[Assignment]
All lines below starting at the one that holds "Phrase: wrist" and ending at the one that holds "pair like [497,135]." should be printed exactly, ends included. Pictures should not be printed, nor anything else.

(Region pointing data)
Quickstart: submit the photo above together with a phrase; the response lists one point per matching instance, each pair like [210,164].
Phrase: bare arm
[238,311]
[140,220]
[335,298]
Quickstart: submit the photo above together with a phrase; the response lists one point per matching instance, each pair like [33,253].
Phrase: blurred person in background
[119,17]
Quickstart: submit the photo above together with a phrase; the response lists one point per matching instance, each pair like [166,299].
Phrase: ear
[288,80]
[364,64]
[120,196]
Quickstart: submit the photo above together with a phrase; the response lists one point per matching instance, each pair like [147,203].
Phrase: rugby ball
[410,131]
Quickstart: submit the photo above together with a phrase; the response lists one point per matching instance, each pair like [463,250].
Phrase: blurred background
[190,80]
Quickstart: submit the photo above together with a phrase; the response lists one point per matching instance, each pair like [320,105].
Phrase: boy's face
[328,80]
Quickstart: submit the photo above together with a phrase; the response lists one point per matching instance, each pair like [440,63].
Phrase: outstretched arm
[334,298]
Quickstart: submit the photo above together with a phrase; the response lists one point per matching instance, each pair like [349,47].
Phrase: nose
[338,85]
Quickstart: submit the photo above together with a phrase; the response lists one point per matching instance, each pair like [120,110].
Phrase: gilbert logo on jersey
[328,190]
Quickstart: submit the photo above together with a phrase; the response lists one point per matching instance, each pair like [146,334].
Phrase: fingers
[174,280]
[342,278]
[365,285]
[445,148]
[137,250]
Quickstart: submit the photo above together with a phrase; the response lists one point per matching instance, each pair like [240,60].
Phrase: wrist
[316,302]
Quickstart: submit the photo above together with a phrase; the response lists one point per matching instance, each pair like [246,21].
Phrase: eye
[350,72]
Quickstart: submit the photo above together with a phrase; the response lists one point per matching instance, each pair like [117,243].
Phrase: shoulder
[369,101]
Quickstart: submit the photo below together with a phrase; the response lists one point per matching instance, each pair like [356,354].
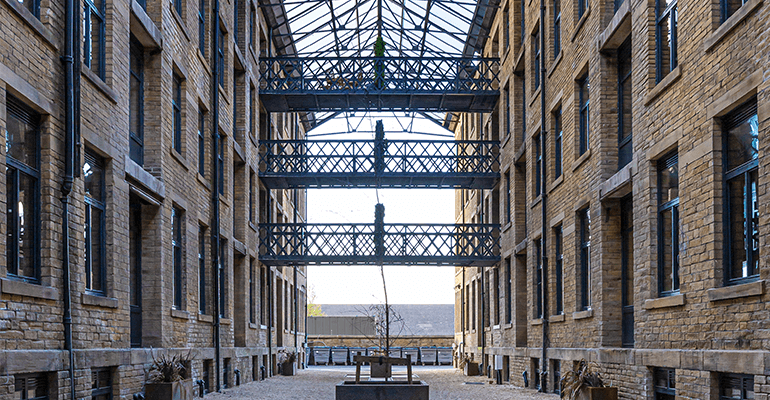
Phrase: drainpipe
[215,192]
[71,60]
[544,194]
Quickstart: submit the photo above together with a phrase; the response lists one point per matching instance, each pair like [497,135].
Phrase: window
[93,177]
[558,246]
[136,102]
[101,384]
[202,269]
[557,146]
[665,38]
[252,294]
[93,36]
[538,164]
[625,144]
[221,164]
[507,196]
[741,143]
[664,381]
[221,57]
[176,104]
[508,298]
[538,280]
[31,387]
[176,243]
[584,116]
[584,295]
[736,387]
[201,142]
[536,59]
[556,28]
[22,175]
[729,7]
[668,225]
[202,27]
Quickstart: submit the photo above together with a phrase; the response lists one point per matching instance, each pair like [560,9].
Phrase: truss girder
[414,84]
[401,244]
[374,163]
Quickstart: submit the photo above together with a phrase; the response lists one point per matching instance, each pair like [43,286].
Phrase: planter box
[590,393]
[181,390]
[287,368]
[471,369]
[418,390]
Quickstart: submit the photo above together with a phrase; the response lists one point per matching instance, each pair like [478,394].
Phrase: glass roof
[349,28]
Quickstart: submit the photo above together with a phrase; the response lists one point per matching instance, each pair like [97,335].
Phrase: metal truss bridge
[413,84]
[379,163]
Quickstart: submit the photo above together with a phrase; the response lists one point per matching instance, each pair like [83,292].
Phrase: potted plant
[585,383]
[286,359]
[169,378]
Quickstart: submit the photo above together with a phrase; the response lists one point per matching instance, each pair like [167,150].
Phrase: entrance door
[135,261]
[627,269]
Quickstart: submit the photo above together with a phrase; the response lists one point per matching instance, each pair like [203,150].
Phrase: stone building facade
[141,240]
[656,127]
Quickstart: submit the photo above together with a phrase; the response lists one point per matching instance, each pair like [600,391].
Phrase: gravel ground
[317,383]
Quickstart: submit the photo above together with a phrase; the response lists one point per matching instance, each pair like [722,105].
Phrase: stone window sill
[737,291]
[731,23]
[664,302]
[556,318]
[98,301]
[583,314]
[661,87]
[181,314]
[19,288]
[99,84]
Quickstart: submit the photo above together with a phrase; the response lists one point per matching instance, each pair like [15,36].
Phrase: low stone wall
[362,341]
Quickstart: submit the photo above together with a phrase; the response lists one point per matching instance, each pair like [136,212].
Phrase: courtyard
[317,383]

---

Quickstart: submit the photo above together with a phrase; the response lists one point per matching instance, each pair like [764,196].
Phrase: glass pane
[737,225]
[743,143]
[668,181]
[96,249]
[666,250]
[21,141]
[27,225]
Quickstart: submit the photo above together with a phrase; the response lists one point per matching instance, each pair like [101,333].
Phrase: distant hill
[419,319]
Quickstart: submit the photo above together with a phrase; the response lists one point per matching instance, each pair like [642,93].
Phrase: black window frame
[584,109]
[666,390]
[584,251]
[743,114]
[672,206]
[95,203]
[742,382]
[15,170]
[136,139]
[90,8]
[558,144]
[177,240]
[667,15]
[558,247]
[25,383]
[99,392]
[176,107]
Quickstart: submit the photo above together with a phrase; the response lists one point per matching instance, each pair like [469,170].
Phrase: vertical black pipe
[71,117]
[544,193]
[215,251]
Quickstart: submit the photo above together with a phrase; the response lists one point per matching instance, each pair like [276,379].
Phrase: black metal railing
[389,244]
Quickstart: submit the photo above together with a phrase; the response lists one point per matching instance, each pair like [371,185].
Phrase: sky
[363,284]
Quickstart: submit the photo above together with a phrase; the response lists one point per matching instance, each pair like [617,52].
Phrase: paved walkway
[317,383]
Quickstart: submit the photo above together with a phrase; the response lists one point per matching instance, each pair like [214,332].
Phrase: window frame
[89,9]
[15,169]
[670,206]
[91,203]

[Written reply]
Phrase: wrist
[316,302]
Quickstart: submit the photo above together with a phrase; the response lists one point per matching instance, each pair like [246,21].
Phrase: eye
[350,72]
Quickstart: submit the photo above together with a phrase; the response lists one point per matching instance, each pair like [117,243].
Phrase: shoulder
[369,101]
Quickstart: submit the photo below together with a phrase; the response lists one point per matching instance, each pair like [356,354].
Phrase: drainpipe
[215,192]
[71,60]
[544,194]
Quickstart: submit the photo above together with a phrase; the response lists one point per matching instance, each pair like [497,135].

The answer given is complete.